#### SET OF TASKS
**a)** According to the article on funding cancer care, what position does Rifat Atun hold?
**b)** Name every factor that the article on funding cancer care says contributes to cancer cases.
**c)** Write the next part of the article on funding cancer care, picking up after its final paragraph.

#### TEXT SHOWN
******************************

Funding better outcomes
Why we need sustainable investment in cancer care
One of the biggest challenges facing oncology is the question of how to manage rising costs and achieve financial sustainability.
The financial pressures associated with cancer are enormous – and rising, says Rifat Atun, Professor of Global Health Systems at Harvard University. “Many countries are undergoing a demographic transition,” he explains. “Which means increased longevity and an ageing population.”
As people live longer, the causes of earlier deaths are giving way to new conditions. In parallel, an epidemiological transition is under way. This means an emergence of chronic diseases, including cancer, with risk factors such as smoking and obesity also contributing to cases, alongside longevity.
A new deficit needs new money
The problem is that a transition in financing has not happened. “In many systems, funding is based on historic budgets, and it is incremental,” says Professor Atun. As a result, cancer budgets have not kept pace with the burden of cancer in terms of the lives lost and the suffering it causes. This is partly because of the speed of the demographic transitions, but also the fact that institutional systems are not robust enough.
“There is a big gap – and it is widening – between what is needed and what is provided,” Professor Atun warns. “We’re stuck in the past, and that’s a big problem.”
The first and most important consideration is ensuring adequate care: spending has to at least increase in line with the burden of the disease. Then, there is the question of where new money will come from. Sometimes it comes from new sources. So-called ‘sin taxes’, for instance, such as taxes on tobacco products, have been introduced in some parts of the world and can generate substantial revenue.
In other cases, the answer may be to use new financing instruments, such as social impact bonds. “Providers are remunerated for achieving results,” Professor Atun explains. “So, there is a real focus on improving outcomes.” While such instruments have not been deployed specifically for cancer, he says, they have been used successfully in relation to maternal and child health and for chronic problems such as hypertension.

******************************

#### EXTRACTED RECORDS
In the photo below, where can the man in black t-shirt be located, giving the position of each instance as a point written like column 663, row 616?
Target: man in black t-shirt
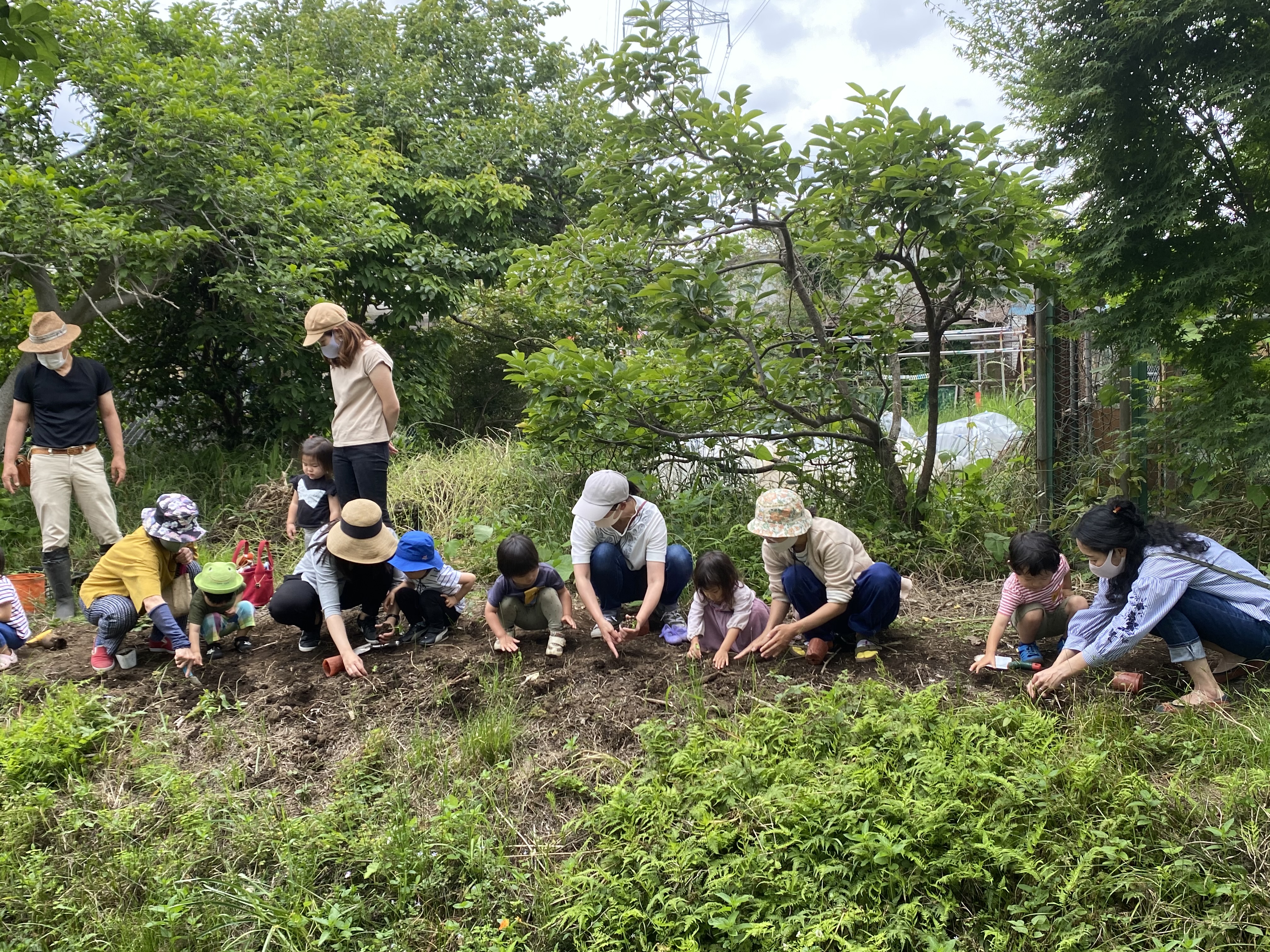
column 61, row 397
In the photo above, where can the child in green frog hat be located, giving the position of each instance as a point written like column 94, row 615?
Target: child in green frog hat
column 218, row 610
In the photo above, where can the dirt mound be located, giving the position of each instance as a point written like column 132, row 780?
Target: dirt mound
column 587, row 700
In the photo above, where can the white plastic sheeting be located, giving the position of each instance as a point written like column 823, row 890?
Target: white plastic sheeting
column 958, row 444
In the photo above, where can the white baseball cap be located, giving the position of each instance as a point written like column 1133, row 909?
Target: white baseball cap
column 604, row 490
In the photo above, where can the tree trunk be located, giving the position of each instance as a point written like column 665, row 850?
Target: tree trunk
column 933, row 417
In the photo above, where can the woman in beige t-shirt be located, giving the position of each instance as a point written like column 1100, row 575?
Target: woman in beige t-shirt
column 366, row 404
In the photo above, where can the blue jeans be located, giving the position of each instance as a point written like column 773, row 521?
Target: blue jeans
column 1199, row 615
column 616, row 583
column 874, row 604
column 11, row 637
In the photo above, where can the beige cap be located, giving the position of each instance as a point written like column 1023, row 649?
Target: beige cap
column 49, row 334
column 322, row 318
column 604, row 490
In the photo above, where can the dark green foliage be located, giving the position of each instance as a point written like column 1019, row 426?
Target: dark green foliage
column 242, row 168
column 856, row 819
column 1158, row 115
column 867, row 819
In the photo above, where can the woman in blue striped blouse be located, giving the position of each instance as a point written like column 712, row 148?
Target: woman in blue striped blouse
column 1161, row 578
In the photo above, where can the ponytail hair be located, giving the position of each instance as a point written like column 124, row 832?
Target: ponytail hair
column 1118, row 525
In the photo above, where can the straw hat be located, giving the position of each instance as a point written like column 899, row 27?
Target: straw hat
column 361, row 536
column 780, row 513
column 322, row 318
column 49, row 334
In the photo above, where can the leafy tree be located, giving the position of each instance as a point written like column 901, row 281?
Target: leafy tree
column 26, row 44
column 221, row 197
column 241, row 169
column 740, row 300
column 1158, row 115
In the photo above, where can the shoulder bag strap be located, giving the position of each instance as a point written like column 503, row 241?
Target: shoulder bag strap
column 1259, row 583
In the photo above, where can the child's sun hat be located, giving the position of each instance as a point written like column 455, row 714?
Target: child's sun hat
column 417, row 552
column 173, row 518
column 219, row 579
column 361, row 536
column 780, row 513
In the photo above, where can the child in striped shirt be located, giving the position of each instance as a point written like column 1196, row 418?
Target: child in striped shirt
column 1037, row 598
column 14, row 629
column 432, row 597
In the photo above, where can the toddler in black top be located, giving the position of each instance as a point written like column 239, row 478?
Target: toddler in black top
column 314, row 501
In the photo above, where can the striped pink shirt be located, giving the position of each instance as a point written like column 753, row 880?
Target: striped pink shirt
column 1014, row 593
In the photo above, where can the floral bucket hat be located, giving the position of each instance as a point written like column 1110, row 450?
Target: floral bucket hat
column 174, row 518
column 780, row 513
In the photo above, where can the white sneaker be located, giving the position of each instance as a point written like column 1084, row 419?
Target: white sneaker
column 611, row 620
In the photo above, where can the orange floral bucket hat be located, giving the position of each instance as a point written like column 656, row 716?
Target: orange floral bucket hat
column 780, row 513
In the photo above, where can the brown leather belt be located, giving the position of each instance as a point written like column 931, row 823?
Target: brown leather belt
column 68, row 451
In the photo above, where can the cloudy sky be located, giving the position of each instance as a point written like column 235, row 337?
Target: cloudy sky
column 798, row 56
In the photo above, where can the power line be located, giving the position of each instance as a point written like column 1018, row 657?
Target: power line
column 732, row 42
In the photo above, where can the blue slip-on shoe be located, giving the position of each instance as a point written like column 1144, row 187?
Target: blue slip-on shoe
column 1030, row 654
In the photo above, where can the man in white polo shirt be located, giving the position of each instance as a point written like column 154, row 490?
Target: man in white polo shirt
column 620, row 554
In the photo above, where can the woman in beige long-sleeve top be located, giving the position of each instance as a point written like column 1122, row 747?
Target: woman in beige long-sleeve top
column 825, row 573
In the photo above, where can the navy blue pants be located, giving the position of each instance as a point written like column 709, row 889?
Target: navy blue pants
column 874, row 604
column 616, row 584
column 363, row 473
column 1199, row 615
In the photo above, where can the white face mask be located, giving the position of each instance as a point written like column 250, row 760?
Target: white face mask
column 1109, row 569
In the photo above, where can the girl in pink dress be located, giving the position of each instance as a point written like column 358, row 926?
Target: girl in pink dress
column 726, row 614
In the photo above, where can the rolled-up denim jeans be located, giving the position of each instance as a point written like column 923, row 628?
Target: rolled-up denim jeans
column 1201, row 616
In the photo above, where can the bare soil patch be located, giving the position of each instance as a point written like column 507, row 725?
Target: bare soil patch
column 277, row 699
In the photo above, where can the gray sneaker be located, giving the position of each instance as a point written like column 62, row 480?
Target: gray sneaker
column 675, row 630
column 611, row 617
column 435, row 635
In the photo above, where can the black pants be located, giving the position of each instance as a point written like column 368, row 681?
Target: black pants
column 363, row 473
column 296, row 601
column 426, row 606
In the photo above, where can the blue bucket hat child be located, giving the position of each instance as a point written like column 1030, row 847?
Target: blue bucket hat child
column 417, row 552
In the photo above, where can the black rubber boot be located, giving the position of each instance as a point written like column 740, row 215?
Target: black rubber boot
column 58, row 572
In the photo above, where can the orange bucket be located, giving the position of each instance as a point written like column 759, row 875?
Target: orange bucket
column 30, row 588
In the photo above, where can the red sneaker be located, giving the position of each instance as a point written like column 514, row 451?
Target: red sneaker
column 101, row 660
column 817, row 650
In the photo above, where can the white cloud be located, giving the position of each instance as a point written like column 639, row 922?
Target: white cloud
column 798, row 56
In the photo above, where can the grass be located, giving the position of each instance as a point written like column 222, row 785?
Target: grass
column 858, row 818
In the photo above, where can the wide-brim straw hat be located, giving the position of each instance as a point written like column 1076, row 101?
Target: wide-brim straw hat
column 780, row 513
column 322, row 318
column 361, row 536
column 49, row 334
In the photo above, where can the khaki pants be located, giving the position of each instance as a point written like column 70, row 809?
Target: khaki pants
column 53, row 482
column 545, row 612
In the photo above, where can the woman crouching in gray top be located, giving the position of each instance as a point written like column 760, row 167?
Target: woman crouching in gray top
column 1161, row 578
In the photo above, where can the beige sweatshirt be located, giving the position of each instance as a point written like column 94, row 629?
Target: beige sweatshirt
column 835, row 554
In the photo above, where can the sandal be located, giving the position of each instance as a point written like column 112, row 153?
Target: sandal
column 1179, row 706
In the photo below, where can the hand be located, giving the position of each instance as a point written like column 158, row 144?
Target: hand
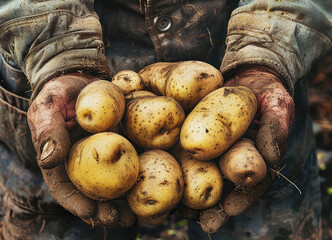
column 50, row 116
column 269, row 129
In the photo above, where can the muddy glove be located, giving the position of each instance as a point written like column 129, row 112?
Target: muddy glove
column 269, row 129
column 274, row 115
column 50, row 116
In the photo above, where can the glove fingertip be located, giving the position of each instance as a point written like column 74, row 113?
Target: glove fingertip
column 54, row 150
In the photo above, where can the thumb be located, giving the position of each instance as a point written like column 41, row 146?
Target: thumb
column 50, row 136
column 48, row 116
column 277, row 112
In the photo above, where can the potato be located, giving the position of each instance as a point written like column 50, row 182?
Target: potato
column 242, row 198
column 203, row 182
column 103, row 166
column 218, row 121
column 159, row 186
column 99, row 106
column 153, row 121
column 128, row 81
column 155, row 76
column 187, row 82
column 242, row 164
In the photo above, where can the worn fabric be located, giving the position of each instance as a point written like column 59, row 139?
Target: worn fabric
column 40, row 40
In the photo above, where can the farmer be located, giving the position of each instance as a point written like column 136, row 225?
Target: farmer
column 51, row 49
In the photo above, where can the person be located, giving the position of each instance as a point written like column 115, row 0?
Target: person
column 51, row 49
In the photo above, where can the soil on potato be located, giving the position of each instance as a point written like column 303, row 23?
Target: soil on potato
column 320, row 97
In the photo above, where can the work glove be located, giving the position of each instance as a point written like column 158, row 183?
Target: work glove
column 50, row 117
column 269, row 130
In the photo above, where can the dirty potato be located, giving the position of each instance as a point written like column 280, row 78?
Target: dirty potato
column 159, row 187
column 218, row 121
column 153, row 121
column 99, row 106
column 187, row 82
column 243, row 164
column 128, row 81
column 203, row 182
column 103, row 166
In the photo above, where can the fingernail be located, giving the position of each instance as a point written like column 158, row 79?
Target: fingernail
column 47, row 150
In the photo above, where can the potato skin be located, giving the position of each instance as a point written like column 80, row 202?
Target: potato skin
column 218, row 121
column 203, row 182
column 103, row 166
column 155, row 76
column 187, row 82
column 128, row 81
column 242, row 164
column 99, row 106
column 159, row 186
column 191, row 81
column 153, row 122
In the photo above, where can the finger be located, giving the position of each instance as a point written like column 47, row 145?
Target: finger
column 66, row 194
column 277, row 112
column 241, row 199
column 49, row 116
column 212, row 219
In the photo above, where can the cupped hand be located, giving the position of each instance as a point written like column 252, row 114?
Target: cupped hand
column 50, row 116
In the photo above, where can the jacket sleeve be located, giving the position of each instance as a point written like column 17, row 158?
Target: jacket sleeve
column 48, row 38
column 287, row 36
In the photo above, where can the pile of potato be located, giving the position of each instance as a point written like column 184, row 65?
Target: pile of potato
column 164, row 139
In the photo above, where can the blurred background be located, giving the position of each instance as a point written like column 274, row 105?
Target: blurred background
column 320, row 97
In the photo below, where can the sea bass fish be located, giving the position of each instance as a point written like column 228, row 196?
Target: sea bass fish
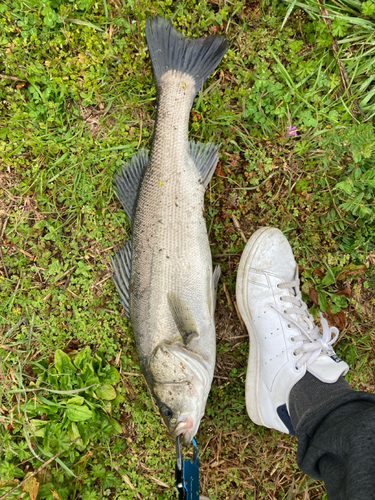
column 164, row 272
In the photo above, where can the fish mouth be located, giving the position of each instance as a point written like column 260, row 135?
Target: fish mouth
column 185, row 427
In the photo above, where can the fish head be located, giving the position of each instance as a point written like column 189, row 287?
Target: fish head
column 181, row 383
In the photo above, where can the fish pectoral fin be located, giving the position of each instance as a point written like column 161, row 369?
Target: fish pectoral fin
column 128, row 181
column 121, row 263
column 205, row 157
column 183, row 317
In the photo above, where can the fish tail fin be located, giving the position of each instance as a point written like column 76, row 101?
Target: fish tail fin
column 171, row 50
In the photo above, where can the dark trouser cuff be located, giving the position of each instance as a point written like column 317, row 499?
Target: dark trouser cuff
column 310, row 394
column 335, row 426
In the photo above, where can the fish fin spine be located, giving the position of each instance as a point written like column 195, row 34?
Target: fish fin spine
column 205, row 157
column 171, row 50
column 127, row 182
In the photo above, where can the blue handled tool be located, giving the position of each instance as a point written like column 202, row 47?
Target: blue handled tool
column 187, row 473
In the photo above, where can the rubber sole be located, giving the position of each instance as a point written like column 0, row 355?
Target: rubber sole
column 253, row 367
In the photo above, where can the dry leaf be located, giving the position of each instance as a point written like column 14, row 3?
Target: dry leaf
column 313, row 294
column 352, row 271
column 337, row 319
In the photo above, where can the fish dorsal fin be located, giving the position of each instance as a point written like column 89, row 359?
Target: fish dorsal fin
column 121, row 263
column 205, row 157
column 215, row 281
column 183, row 317
column 128, row 180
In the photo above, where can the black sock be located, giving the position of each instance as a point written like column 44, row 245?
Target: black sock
column 310, row 394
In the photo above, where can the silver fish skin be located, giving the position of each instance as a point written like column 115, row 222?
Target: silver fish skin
column 164, row 273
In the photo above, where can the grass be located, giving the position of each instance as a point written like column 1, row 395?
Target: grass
column 77, row 100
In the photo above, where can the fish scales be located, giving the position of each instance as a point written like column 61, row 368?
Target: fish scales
column 164, row 273
column 175, row 255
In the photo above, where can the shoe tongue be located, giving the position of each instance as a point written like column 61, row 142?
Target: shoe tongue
column 289, row 273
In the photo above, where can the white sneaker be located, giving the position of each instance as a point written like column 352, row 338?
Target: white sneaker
column 284, row 341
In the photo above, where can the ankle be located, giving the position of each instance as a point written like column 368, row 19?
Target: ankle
column 309, row 395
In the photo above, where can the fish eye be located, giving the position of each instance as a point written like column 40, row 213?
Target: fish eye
column 167, row 412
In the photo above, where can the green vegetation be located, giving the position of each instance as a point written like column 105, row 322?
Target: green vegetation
column 77, row 99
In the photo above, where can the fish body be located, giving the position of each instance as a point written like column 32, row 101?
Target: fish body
column 164, row 274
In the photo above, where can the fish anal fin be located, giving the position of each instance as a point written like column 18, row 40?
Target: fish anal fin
column 121, row 263
column 205, row 157
column 183, row 317
column 128, row 181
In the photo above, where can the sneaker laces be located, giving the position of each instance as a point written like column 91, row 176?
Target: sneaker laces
column 314, row 342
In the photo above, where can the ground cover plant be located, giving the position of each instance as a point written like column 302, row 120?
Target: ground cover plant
column 298, row 148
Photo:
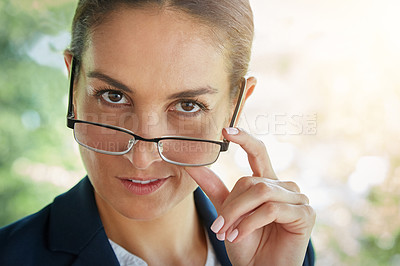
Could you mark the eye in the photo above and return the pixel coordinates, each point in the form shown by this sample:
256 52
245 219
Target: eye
114 97
187 107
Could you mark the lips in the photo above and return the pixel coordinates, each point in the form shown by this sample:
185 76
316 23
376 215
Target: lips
142 186
143 182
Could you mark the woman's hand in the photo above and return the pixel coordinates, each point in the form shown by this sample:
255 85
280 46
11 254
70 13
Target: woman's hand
263 221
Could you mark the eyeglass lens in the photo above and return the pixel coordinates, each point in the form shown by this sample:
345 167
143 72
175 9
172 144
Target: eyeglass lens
111 141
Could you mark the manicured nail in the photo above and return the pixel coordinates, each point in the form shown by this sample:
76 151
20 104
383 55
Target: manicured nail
232 236
232 130
217 224
221 237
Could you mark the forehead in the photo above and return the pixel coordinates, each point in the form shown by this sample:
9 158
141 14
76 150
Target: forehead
157 44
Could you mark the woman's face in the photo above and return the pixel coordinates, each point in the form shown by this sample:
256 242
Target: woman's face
156 73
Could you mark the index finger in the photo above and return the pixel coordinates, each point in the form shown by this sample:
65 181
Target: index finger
256 152
210 183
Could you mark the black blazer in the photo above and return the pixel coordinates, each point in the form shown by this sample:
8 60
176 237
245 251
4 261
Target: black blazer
69 232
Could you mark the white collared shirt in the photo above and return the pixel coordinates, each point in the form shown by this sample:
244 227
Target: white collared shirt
125 258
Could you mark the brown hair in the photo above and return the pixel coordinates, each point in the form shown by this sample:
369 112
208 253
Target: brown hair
231 21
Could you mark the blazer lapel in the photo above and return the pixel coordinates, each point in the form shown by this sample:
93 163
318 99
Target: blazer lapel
208 214
75 227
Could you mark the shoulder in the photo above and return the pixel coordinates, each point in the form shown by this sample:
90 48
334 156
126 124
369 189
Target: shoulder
24 241
28 229
29 240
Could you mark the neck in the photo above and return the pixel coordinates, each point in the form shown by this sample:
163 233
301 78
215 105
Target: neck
168 239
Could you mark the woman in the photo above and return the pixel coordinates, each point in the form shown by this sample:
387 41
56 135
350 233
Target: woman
155 90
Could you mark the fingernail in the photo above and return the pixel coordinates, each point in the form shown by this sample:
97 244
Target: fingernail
221 237
232 130
232 236
217 224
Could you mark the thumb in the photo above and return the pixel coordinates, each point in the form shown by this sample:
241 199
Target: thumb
210 183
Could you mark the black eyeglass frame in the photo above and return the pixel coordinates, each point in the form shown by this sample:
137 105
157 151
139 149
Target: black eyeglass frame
71 121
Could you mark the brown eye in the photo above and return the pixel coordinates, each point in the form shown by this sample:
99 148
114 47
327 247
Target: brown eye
187 107
114 97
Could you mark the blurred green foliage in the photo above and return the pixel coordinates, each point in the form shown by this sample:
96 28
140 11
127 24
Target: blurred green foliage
32 104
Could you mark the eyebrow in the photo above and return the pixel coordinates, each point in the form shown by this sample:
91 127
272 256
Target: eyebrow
182 94
193 93
107 79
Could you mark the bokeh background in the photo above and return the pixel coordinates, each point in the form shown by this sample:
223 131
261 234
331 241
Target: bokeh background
327 106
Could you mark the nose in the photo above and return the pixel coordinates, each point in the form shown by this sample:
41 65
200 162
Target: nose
143 154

******************************

#### EXPECTED RESPONSES
**a)** He is Professor of Global Health Systems at Harvard University.

**b)** Smoking, obesity, and longevity.

**c)**
Time for a system overhaul
Critical to the success of any funding changes will be demonstrable improvements and efficiencies in cancer care systems. “We need to transition to higher-value health systems,” says Professor Atun. “If the engine in your car doesn’t work, putting in a better grade of petrol is not going to make the car move any faster.”
The imperative for reform has only been strengthened by the devastating impact of Covid-19. A 2021 research paper on cancer care in Chile, published in The Lancet Oncology, examined the impact of delays on diagnosis and referral. The findings suggest a 15% increase in mortality because of Covid-19’s disruption of that part of the system alone, not accounting for other disruption such as the effects on treatment regimens. Oncologists have warned of an oncoming tsunami of cancer cases.
Ultimately, the key to rethinking how cancer is financed could be to focus on early intervention. Investment in high-value interventions, such as prevention, screening and early diagnosis, reduces downstream costs, while reducing the incidence of illness supports economic productivity.
“We should stop thinking about health as being an expenditure or a burden,” says Professor Atun. “It’s one of the best investments we can make.”